_ARTICLE_.
────────────────────

Sur une sculpture de Jan Groth (+ Guests)

Il y a quelque chose de l’indécis chez Jan Groth. C’est visible dans toute son œuvre, et c’est donc ce qui en fait la très forte cohérence. L’« indécis », j’en fais un concept instantané (kairos aidant). Je mets, en passant, ce caractère d’indécis au crédit, par exemple, de Giacometti, qui disait fameusement que ses visages sont imprécis parce que, de loin, justement, on ne voit pas bien les traits. L’indécis, chez Groth, ne se situe pas au même plan. L’indécis, chez Groth, c’est ce sentiment, à regarder ses œuvres, que, d’un côté, il faut bien prendre son envol, partir, s’élever, et, de l’autre, que ce vol n’est pas exempt d’interruptions, d’arrêts, de bifurcations, de retours. Ajoutons à cela qu’il n’y a pas que de l’indécis chez Groth, mais aussi des indices tels que ceux liés à la modestie, la grâce, la timidité, etc.

────────────────────

_OBJECTIF_.
D'après l'article sur Jan Groth, répondez brièvement :
(a) Selon Giacometti, pourquoi ses visages sont-ils imprécis ?
(b) Quel concept l'auteur dit-il forger sur le moment, « kairos aidant » ?
(c) Outre l'indécis, quels indices l'article relève-t-il chez Groth ?
Les enregistrements qui suivent n'ont aucun lien avec l'article.

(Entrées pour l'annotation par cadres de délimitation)
────────────────────

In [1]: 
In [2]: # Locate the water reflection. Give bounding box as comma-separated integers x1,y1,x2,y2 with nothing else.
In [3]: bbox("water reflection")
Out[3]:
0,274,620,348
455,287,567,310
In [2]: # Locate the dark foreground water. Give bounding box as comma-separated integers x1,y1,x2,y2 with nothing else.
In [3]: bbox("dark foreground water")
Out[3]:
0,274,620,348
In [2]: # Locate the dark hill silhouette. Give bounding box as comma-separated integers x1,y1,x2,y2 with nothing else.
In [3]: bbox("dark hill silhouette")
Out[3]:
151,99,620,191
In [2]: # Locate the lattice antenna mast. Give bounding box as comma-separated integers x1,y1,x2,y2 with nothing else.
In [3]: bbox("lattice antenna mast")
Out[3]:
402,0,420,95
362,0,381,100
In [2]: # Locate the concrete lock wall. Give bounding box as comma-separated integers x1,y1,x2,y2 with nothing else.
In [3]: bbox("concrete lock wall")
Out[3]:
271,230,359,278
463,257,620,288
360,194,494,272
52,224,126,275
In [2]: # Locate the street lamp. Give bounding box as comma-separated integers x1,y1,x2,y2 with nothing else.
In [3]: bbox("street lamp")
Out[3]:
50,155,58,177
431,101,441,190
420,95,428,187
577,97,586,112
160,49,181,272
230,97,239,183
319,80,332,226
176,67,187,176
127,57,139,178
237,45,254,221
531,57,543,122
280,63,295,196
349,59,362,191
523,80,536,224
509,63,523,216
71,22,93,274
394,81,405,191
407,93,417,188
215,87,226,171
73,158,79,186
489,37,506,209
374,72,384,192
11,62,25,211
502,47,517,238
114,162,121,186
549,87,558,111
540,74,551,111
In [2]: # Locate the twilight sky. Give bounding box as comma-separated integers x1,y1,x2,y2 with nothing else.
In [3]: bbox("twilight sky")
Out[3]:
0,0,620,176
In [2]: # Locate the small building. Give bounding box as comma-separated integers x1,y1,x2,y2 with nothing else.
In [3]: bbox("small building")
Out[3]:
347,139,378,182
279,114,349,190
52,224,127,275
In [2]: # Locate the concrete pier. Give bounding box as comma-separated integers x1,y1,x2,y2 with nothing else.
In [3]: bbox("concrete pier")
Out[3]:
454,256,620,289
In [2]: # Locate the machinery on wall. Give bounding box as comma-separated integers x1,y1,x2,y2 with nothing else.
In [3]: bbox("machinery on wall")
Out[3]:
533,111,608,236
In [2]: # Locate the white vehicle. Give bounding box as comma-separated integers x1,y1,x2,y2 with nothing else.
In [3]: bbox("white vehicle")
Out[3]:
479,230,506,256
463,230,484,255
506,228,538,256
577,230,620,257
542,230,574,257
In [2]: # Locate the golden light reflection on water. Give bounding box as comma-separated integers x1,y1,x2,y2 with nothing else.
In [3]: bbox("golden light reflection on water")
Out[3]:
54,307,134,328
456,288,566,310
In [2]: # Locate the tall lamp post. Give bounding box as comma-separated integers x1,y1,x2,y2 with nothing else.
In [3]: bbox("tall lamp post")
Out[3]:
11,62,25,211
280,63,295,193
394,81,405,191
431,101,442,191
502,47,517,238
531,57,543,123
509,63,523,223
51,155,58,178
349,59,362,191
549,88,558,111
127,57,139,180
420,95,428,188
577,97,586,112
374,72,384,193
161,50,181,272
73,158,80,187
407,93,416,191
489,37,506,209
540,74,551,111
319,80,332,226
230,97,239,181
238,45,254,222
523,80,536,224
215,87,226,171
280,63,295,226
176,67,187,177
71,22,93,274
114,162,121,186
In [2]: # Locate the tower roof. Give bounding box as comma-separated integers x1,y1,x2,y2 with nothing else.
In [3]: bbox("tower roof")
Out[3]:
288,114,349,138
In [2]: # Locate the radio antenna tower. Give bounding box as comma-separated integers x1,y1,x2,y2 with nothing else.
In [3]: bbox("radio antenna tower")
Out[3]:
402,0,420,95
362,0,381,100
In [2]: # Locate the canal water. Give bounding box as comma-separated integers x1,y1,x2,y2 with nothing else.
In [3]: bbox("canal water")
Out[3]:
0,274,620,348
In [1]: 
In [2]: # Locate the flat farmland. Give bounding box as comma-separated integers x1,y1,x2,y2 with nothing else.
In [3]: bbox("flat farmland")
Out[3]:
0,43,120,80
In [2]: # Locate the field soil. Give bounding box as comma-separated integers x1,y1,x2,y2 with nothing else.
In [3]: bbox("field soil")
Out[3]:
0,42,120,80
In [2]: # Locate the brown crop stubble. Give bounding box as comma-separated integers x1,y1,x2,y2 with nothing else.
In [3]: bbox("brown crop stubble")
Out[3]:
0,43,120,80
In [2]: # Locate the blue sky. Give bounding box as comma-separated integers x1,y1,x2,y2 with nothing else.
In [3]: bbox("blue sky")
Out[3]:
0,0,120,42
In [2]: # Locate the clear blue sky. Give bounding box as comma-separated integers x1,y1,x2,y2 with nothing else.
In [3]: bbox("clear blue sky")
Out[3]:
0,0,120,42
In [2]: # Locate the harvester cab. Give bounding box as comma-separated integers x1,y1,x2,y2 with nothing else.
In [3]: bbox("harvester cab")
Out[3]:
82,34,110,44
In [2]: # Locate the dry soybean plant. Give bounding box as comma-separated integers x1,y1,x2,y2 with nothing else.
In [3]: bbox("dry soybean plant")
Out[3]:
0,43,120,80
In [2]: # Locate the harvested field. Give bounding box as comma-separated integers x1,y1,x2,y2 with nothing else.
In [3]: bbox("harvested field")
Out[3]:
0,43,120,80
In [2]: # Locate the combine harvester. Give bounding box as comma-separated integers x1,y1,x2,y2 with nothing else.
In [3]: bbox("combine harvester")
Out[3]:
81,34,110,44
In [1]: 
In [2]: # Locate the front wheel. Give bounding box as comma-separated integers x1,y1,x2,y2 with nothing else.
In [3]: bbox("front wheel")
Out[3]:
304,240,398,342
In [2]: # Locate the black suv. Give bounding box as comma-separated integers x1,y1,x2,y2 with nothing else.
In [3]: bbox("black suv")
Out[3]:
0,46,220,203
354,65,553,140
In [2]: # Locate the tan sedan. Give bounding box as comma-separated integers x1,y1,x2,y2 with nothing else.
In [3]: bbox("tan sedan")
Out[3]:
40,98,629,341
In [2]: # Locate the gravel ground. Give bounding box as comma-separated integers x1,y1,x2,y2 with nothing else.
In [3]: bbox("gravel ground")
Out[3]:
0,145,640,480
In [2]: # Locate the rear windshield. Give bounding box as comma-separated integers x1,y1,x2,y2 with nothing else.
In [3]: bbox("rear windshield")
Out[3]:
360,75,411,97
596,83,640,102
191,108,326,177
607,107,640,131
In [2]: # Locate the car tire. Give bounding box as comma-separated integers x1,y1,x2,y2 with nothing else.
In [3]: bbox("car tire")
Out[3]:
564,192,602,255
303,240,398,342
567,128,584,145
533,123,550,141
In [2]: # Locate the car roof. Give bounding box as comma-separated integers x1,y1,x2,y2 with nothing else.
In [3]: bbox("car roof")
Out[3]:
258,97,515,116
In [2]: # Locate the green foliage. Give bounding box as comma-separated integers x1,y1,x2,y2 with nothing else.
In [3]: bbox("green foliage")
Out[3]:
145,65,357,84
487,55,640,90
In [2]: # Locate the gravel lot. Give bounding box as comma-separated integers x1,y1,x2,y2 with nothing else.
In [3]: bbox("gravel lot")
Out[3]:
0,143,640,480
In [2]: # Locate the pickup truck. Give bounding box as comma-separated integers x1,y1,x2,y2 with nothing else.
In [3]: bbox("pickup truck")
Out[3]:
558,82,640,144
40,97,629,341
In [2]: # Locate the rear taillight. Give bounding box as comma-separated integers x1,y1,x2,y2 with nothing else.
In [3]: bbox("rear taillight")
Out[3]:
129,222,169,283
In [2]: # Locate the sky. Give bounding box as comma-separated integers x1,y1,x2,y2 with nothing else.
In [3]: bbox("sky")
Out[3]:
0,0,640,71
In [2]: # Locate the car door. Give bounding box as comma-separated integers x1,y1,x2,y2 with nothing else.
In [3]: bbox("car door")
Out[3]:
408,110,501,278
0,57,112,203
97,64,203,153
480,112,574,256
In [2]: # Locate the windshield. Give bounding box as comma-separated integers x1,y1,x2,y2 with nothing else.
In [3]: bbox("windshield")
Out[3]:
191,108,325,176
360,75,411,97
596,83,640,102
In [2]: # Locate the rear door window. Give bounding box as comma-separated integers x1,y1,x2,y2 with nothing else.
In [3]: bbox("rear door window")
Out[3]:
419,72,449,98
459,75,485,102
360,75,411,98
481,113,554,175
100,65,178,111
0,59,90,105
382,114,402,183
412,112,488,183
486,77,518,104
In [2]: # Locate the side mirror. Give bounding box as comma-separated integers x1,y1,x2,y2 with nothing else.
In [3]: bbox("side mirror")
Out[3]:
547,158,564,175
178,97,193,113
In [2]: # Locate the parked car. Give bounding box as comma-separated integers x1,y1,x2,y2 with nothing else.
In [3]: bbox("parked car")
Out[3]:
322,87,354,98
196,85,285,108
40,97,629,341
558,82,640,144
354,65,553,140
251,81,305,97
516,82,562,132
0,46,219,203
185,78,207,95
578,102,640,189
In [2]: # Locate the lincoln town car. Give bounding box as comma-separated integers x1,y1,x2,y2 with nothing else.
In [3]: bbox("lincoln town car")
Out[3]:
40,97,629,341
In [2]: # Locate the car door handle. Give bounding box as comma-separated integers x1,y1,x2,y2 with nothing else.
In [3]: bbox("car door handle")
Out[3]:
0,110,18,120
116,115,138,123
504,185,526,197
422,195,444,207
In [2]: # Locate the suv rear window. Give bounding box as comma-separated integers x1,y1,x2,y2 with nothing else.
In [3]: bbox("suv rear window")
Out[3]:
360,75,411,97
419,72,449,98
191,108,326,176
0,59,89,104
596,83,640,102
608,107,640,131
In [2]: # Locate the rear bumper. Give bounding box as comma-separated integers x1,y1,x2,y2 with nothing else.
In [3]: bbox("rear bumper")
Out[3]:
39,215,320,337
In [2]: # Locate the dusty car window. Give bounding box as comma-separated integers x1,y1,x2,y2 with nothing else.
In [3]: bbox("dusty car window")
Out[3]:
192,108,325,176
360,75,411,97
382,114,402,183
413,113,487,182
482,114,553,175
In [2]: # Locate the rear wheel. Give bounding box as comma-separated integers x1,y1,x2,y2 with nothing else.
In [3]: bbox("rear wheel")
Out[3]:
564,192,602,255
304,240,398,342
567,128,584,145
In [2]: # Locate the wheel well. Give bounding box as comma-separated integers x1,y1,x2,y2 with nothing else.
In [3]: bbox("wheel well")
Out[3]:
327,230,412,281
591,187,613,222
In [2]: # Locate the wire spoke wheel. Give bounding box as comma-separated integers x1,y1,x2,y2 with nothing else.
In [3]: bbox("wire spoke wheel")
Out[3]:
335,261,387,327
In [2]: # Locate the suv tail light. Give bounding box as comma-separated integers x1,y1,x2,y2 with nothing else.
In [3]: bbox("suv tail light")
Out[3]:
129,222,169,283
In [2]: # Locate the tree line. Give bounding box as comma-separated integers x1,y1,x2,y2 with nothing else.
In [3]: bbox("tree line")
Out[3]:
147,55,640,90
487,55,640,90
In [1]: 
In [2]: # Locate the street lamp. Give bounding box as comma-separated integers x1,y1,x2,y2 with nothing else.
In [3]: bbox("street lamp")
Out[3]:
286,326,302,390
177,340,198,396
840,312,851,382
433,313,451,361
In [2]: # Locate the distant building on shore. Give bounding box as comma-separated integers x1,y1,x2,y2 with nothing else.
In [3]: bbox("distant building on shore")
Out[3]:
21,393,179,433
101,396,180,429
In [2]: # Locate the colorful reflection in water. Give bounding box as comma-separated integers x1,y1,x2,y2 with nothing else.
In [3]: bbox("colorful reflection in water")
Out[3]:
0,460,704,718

────────────────────

_RÉPONSE ATTENDUE_.
(a) Parce que, de loin, on ne voit pas bien les traits.
(b) L'« indécis ».
(c) Des indices liés à la modestie, à la grâce et à la timidité.